Zu bearbeitende Aufgaben>
A: Beantworte anhand des Textes über die zwei Wahrheiten im Zen diese Fragen:
(i) Wer wird mit den Worten über die weltliche und die höchste Wahrheit zitiert?
(ii) Aus welchem Tempel stammt Meister Ku San?
(iii) In welcher Wahrheit befinden wir uns laut dem Text am Anfang der Zen-Übung häufig vollständig?
B: Führe den Text über die relative und die absolute Sicht im Zen nach seinem letzten Satz weiter.

Textauszug>
________________________

Hsing Yun
Die eine Wirklichkeit weist zwei Seiten auf: Wir können sie aus der relativen, historischen und alltäglichen Perspektive betrachten oder aus der grossen Perspektive, die wir aus Mangel an besseren Worten auch die absolute Sicht nennen. Obwohl die sogenannte relative und die absolute Sicht eins sind, lohnt es sich, sie für unseren Prozess unterscheiden zu lernen. Es ist wichtig, nicht dem Irrtum zu verfallen, dass die Wirklichkeit zweifach sei. Es sind nur zwei Sichtweisen einer Wirklichkeit. Je genauer und tiefer wir schauen, desto mehr löst sich der bekannte, eingeschränkte Blick auf, der die Wirklichkeit zu sehr mit all unseren Konzepten und längst gefassten Urteilen überdeckt hat. Die Natur der relativen Welt ist Veränderung – sie niemals statisch und fest.
„Aufgrund der zwei Wahrheiten haben die Buddhas den Menschen den Dharma gelehrt. WELTLICHE WAHRHEIT ist die eine, und die HÖCHSTE WAHRHEIT die andere. Wer diese beiden Wahrheiten nicht kennt, kann niemals die tiefe Bedeutung der Lehre des Buddha verstehen.“ (Nagarjuna)
Auch wenn wir im Zen klar und deutlich die relative Ebene der Existenz anerkennen, mit all den Sorgen und Nöten der Menschen und der anderen Wesen, so bleibt dies nicht die einzige Sicht der Dinge. Es ist von zentraler Bedeutung, den Geist unserer „ursprünglichen Natur“ zu erkennen, unsere Buddha-Natur und damit die beiden Pole von Gute und Böse in der Erfahrung der „Einen Wirklichkeit“ aufzulösen.
Wie Meister Ku San aus dem Song Kwang Tempel in Südkorea sagte:
„Es gibt keinen Erleuchteten, die die Lehre (Dharma) erklärt und keine gewöhnlichen Wesen, die der Lehre lauschen. Das alles sind nur Konstruktionen der Buddhas und der Patriarchen. Geburt und Tod sind dasselbe. Die Welt des ewig sich drehenden Samsara ist ein und dasselbe wie Nirvana, das Ungeborene, das Todlose. Gut und Böse haben letztlich keine Wurzeln. Das ist der Geist der vollkommenen Freiheit und der Grossen Befreiung.“
Marcel Geisser
Am Anfang unserer Zen-Übung, und auch danach, befinden wir uns häufig vollständig in der relativen Wahrheit. Wir leben in einer Welt von Glück und Unglück, Kummer, Verlangen und Leiden, und infolgedessen üben wir, um glücklicher zu werden, oder weniger unzufrieden. Aber wenn wir uns einseitig an diese relative Welt binden, dann kreieren wir Gegensätze. Dann gibt es Glück und darum auch immer Unglück. Dann wird Zufriedenheit-Unzufriedenheit entgegengesetzt. Und für uns gibt dann nur entweder-oder. Entweder sind wir glücklich oder unglücklich. Und weil wir das so trennen, üben wir, um glücklich zu werden.

________________________

Gespeicherte Datensätze>
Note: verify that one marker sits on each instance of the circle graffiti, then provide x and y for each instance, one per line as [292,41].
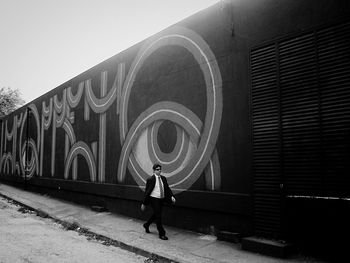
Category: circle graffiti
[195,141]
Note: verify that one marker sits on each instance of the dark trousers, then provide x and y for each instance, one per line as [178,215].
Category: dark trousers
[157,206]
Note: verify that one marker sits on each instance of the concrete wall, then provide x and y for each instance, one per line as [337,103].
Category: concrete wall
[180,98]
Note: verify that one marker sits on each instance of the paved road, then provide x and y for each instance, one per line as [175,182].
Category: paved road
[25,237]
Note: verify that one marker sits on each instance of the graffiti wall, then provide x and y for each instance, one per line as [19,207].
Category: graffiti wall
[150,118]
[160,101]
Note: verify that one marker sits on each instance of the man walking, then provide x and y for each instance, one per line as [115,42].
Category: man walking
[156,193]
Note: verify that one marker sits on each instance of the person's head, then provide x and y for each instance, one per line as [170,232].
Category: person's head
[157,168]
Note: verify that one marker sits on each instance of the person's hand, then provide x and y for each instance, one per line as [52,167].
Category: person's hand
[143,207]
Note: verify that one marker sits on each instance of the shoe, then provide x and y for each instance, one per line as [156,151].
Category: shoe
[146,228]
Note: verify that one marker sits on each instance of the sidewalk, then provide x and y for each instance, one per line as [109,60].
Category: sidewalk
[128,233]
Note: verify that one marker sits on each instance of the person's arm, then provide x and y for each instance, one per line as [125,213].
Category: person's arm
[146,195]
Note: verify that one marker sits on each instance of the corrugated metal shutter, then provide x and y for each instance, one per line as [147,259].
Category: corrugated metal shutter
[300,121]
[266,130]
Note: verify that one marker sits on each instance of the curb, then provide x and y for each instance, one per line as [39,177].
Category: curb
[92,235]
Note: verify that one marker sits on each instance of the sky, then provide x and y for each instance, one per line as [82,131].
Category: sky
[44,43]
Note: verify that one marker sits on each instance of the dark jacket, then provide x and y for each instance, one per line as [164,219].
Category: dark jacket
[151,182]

________________________

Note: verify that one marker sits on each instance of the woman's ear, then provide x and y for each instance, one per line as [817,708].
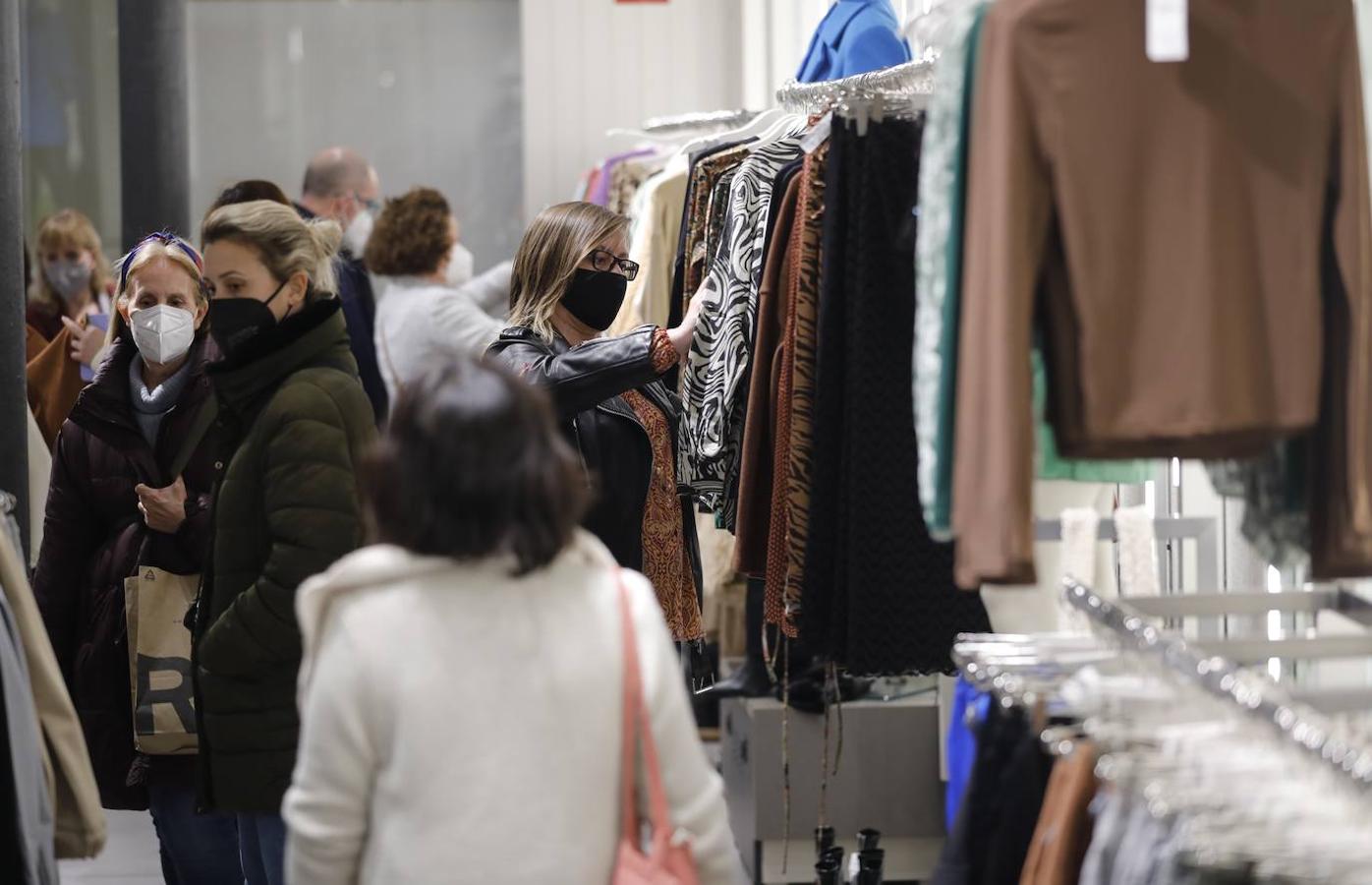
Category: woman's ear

________________________

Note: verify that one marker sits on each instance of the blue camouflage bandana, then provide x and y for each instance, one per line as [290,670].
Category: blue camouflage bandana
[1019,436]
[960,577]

________________________

Lösungen je Aufgabe>
A:
(i) Zitiert wird Nagarjuna.
(ii) Meister Ku San stammt aus dem Song Kwang Tempel in Südkorea.
(iii) Am Anfang der Zen-Übung befinden wir uns häufig vollständig in der relativen Wahrheit.

B:
Die zwei Aspekte der Wirklichkeit werden sehr oft mit dem Ozean und seinen Wellen verglichen. Wenn man den Strand entlang geht, sieht man sehr unterschiedliche Wellen. Es gibt hohe und weniger hohe Wellen, es gibt kurze und lange Wellen. Wellen mit viel und Wellen mit wenig Schaum. Aber welche Form auch immer die Welle hat, alle Wellen sind aus Wasser. Das Leben der Welle kann nicht vom Leben des Wassers getrennt werden. Wenn die Welle nicht begreift, dass sie aus Wasser ist, dann wird sie tatsächlich denken, dass sie hoch ist, oder kurz oder schäumend, und sogar, dass ihre Dauer ein Ende hat. Dann sieht sie den Strand näher kommen und steigt Angst in ihr auf. Oooh…ich werde sterben. Sie erkennt nicht, dass sie aus Wasser ist. Dass es kein Ende ihres Lebens gibt, und auch keinen Anfang.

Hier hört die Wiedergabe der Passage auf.